Estratto del documento:
# # # #

Il contributo del Mezzogiorno dato alla guerra di Liberazione fu notevole ed i meridionali che militarono nelle formazioni partigiane sulle Alpi e sugli Appennini furono almeno un quaranta per cento, come ebbe ad affermare nell'immediato dopoguerra lo storico piemontese Augusto Monti . 
Sulla base di questi dati il Circolo Culturale L’Agorà, ha organizzato un interessante giornata di studi avente come tema “I Reggini e la resistenza”, tema rientrante nel percorso culturale del Novecento che il sodalizio reggino  ha intrapreso da qualche tempo.
E' stato dapprima Alberto Cafarelli, responsabile parte storica dell'Unuci, sezione “T. Gulli”, a trattare il tema relativo alla strage di  Cefalonia nella quale nel settembre 1943 furono massacrati dalle truppe tedesche 6.500 soldati italiani, fu insabbiata nell'autunno del 1956 in nome della ragione di  Stato. 
A Cefalonia i soldati della divisione "Acqui"  furono selvaggiamente massacrati dopo essersi arresi. 
L'ordine, impartito da Hitler, venne eseguito con determinazione inumana.

# # # #

Materiale di partenza:
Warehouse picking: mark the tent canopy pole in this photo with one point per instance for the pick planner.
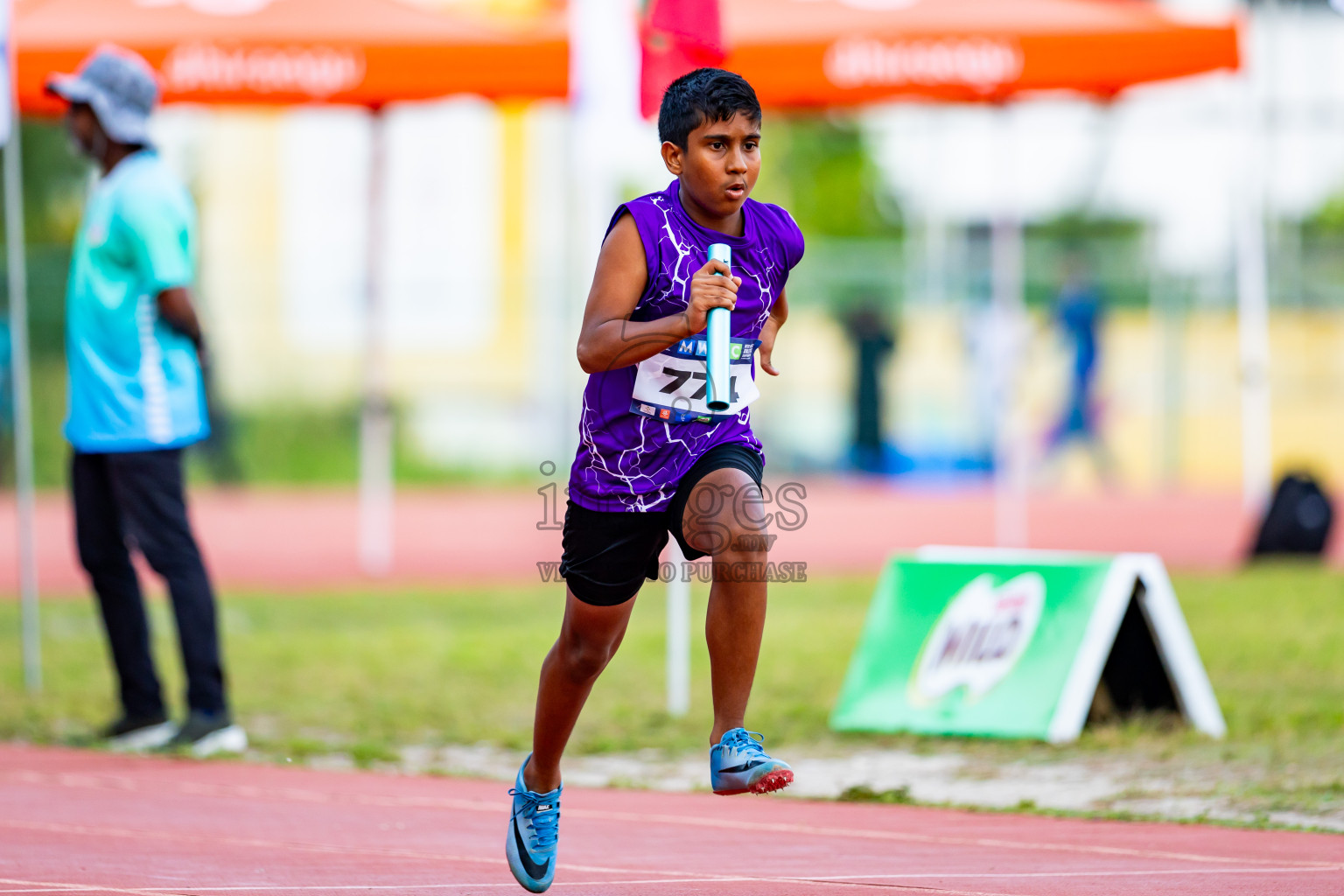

# # # #

Compiti da svolgere:
1: Risponda alle seguenti domande sull'estratto relativo ai Reggini e alla Resistenza, contrassegnando le risposte allo stesso modo:
(a) Secondo Augusto Monti, quale quota dei partigiani era composta da meridionali?
(b) Chi ha trattato per primo il tema della strage di Cefalonia durante la giornata di studi?
(c) A quale divisione appartenevano i soldati massacrati a Cefalonia?
2: Prosegua l'estratto sui Reggini e la Resistenza, riprendendo subito dopo la sua ultima frase.

Risposte:
1:
(a) Almeno il quaranta per cento.
(b) Alberto Cafarelli, responsabile della parte storica dell'Unuci, sezione "T. Gulli".
(c) Alla divisione "Acqui".

2:
«È stata una delle azioni più arbitrarie e disonorevoli della lunga storia del combattimento armato», disse il rappresentante dell'accusa al processo di Norimberga. 
Finita la guerra, familiari delle vittime e superstiti si batterono perché i 31 militari tedeschi responsabili di quell'eccidio venissero  processati. 
Ma la politica non permise di arrivare al processo. 
Nell'ottobre del 1956 Gaetano Martino, liberale,  ministro degli Esteri, scrisse a Taviani, ministro della Difesa, proponendogli in sostanza l'affossamento di ogni percorso di giustizia. 
E ciò in nome della risurrezione della Wehrmacht,  cioè dell'esercito tedesco, necessario alla Nato  in funzione anti-Urss.  Taviani pose una sigla di assenso sulla lettera di Martino.
Davanti al presidio tedesco, forte di 2000 uomini, insediato nello stesso territorio degli italiani, circa12.000, molti dei nostri si rifiutarono di consegnare le armi al vecchio alleato ed il generale Gandin, decise dopo un referendum tra gli stessi soldati italiani, di combattere ancora, questa volta a fianco della resistenza greca.
Molti furono i caduti reggini come il sottotenente Silvio Dattola, il tenente Ugo Correale di Santacroce di Siderno Marina, il capitano Giuseppe Bagnato, fucilato nella “casetta rossa”, Francesco Quattrone, ufficiale di fanteria al 17 reggimento, morto in combattimento e  medaglia d’argento al valor militare alla memoria consegnata durante la cerimonia del 4 novembre di metà anni novanta.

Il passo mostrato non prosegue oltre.